_EXERCISE DETAILS:_
Which lines in the listing below contain the string "wall"? Copy each of them.

Image region labeling entries:
****
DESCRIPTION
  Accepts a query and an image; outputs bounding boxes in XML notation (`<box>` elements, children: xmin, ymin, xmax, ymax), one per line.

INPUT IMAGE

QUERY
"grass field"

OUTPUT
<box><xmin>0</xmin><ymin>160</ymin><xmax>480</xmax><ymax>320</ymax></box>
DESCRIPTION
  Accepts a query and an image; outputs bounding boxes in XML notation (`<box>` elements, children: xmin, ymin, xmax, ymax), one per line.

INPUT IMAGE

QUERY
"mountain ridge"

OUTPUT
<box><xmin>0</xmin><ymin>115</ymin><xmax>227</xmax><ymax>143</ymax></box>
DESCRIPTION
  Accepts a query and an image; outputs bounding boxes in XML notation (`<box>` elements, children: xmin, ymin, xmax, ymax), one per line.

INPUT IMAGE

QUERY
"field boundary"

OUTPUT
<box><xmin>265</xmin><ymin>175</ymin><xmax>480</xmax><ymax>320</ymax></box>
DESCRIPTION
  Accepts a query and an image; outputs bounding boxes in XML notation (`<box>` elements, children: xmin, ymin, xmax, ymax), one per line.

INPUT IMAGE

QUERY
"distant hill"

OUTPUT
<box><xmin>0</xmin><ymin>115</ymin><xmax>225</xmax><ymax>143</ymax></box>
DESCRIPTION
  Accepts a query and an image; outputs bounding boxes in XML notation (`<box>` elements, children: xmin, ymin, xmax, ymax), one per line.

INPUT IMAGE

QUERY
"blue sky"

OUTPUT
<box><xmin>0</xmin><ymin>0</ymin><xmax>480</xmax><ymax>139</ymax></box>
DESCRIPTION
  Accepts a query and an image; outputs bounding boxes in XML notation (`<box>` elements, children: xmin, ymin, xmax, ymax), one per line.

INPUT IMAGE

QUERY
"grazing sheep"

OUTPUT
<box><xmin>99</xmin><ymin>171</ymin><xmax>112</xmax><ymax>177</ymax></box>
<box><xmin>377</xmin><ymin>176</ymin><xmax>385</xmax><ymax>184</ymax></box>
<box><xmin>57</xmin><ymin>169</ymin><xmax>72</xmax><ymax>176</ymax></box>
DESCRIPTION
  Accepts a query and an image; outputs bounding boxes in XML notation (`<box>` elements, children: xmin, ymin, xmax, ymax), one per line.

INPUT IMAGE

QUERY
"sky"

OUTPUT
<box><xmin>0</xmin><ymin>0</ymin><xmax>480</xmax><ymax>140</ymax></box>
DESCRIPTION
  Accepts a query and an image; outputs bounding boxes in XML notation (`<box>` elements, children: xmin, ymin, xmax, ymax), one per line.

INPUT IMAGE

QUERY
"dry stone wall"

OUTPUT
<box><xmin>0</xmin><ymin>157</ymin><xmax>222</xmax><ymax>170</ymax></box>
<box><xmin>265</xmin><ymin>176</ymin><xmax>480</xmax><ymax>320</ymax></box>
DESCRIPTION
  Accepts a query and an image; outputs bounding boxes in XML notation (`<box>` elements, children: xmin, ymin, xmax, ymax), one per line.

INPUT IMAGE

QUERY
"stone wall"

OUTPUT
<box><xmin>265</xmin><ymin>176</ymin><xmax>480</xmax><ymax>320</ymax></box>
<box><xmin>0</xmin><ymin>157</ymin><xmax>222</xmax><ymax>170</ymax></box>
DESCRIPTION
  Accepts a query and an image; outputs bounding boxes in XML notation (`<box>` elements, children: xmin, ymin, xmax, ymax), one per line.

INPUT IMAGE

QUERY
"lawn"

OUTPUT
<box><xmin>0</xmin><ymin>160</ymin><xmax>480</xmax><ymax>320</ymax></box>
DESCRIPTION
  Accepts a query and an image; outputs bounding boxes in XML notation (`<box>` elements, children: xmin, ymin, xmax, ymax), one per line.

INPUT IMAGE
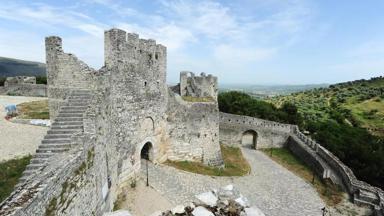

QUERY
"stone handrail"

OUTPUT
<box><xmin>293</xmin><ymin>126</ymin><xmax>384</xmax><ymax>213</ymax></box>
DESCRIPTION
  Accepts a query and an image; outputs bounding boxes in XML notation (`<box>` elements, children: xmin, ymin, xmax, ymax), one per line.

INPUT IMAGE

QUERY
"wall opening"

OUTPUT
<box><xmin>241</xmin><ymin>130</ymin><xmax>257</xmax><ymax>149</ymax></box>
<box><xmin>140</xmin><ymin>142</ymin><xmax>153</xmax><ymax>161</ymax></box>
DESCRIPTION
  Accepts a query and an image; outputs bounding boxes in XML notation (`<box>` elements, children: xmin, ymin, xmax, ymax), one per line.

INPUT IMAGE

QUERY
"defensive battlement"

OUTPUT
<box><xmin>180</xmin><ymin>71</ymin><xmax>218</xmax><ymax>100</ymax></box>
<box><xmin>45</xmin><ymin>36</ymin><xmax>63</xmax><ymax>54</ymax></box>
<box><xmin>4</xmin><ymin>76</ymin><xmax>36</xmax><ymax>87</ymax></box>
<box><xmin>104</xmin><ymin>29</ymin><xmax>167</xmax><ymax>67</ymax></box>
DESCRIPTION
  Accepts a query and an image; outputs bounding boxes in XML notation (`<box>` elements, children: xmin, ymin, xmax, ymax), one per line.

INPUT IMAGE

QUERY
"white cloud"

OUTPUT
<box><xmin>0</xmin><ymin>3</ymin><xmax>105</xmax><ymax>36</ymax></box>
<box><xmin>347</xmin><ymin>41</ymin><xmax>384</xmax><ymax>59</ymax></box>
<box><xmin>214</xmin><ymin>44</ymin><xmax>277</xmax><ymax>64</ymax></box>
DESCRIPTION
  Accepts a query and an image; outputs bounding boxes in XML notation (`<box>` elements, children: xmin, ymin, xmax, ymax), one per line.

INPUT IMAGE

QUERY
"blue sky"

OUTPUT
<box><xmin>0</xmin><ymin>0</ymin><xmax>384</xmax><ymax>84</ymax></box>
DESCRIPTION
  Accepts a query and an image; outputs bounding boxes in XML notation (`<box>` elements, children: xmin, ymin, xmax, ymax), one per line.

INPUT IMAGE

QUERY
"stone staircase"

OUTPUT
<box><xmin>19</xmin><ymin>90</ymin><xmax>92</xmax><ymax>184</ymax></box>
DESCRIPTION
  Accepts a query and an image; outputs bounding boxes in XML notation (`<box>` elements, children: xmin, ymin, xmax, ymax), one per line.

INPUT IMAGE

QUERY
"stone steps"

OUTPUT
<box><xmin>39</xmin><ymin>143</ymin><xmax>71</xmax><ymax>149</ymax></box>
<box><xmin>57</xmin><ymin>112</ymin><xmax>83</xmax><ymax>118</ymax></box>
<box><xmin>59</xmin><ymin>110</ymin><xmax>84</xmax><ymax>114</ymax></box>
<box><xmin>60</xmin><ymin>106</ymin><xmax>87</xmax><ymax>111</ymax></box>
<box><xmin>47</xmin><ymin>129</ymin><xmax>79</xmax><ymax>134</ymax></box>
<box><xmin>52</xmin><ymin>121</ymin><xmax>83</xmax><ymax>127</ymax></box>
<box><xmin>25</xmin><ymin>164</ymin><xmax>43</xmax><ymax>170</ymax></box>
<box><xmin>30</xmin><ymin>157</ymin><xmax>48</xmax><ymax>164</ymax></box>
<box><xmin>18</xmin><ymin>90</ymin><xmax>92</xmax><ymax>185</ymax></box>
<box><xmin>41</xmin><ymin>137</ymin><xmax>71</xmax><ymax>144</ymax></box>
<box><xmin>36</xmin><ymin>148</ymin><xmax>68</xmax><ymax>153</ymax></box>
<box><xmin>51</xmin><ymin>125</ymin><xmax>83</xmax><ymax>130</ymax></box>
<box><xmin>32</xmin><ymin>152</ymin><xmax>53</xmax><ymax>160</ymax></box>
<box><xmin>55</xmin><ymin>117</ymin><xmax>83</xmax><ymax>122</ymax></box>
<box><xmin>44</xmin><ymin>134</ymin><xmax>71</xmax><ymax>140</ymax></box>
****
_WRITTEN RESPONSE:_
"dry stone wall"
"stone wall"
"wall opening"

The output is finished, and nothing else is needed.